_Work task:_
Whenever a line of the records below contains the word "diagram", copy that line.

BEGIN Data to use

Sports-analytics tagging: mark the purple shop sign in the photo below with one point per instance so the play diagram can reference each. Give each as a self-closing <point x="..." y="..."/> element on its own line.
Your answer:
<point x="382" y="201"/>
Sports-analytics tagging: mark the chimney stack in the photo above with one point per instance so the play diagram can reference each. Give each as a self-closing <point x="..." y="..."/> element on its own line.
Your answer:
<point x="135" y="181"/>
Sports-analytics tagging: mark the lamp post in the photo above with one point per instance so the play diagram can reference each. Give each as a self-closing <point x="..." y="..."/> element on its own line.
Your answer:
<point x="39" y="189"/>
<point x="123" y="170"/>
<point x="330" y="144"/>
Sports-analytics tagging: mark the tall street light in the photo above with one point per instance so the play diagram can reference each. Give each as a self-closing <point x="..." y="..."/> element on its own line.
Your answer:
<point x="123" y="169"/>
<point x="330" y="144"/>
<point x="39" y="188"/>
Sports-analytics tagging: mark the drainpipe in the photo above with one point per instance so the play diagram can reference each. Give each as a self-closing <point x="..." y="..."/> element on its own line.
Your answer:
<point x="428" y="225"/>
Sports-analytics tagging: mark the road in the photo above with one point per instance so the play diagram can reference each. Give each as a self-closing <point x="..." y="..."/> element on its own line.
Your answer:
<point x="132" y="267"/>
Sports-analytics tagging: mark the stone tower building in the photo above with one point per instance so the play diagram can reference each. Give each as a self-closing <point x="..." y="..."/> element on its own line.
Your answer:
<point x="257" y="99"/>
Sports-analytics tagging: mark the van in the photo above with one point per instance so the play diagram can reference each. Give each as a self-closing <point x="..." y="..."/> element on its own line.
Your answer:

END Data to use

_Output of the exercise:_
Sports-analytics tagging: mark the purple shop sign in the photo below with one point per instance so the play diagram can reference each. Give each as a self-closing <point x="..." y="..."/> element on its own line.
Sports-analytics tagging: mark the chimney stack in the photo above with one point per instance so the play diagram can reference each. Give each as a self-closing <point x="..." y="..."/> element on its own line.
Sports-analytics tagging: mark the lamp post in the photo above with one point per instance so the play diagram can reference each. Give each as a self-closing <point x="..." y="..."/> element on its own line.
Sports-analytics tagging: mark the tall street light in the photo above with one point per instance so the play diagram can reference each. Give each as a self-closing <point x="..." y="..."/> element on its own line.
Sports-analytics tagging: mark the drainpipe in the photo above with one point per instance so the play diagram can reference each. Give each as a self-closing <point x="..." y="..."/> element on its own line.
Sports-analytics tagging: mark the road in the photo above with one point per instance so the play diagram can reference each. Give each as a self-closing <point x="..." y="..."/> element on its own line.
Sports-analytics tagging: mark the stone tower building in the photo above with one point per instance so the play diagram can reference each. Give each as a self-closing <point x="..." y="..."/> element on its own line.
Sports-analytics tagging: mark the van in the photo above with one point per instance so the play diagram can reference each. Give each as a self-closing <point x="..." y="..."/> element on its own line.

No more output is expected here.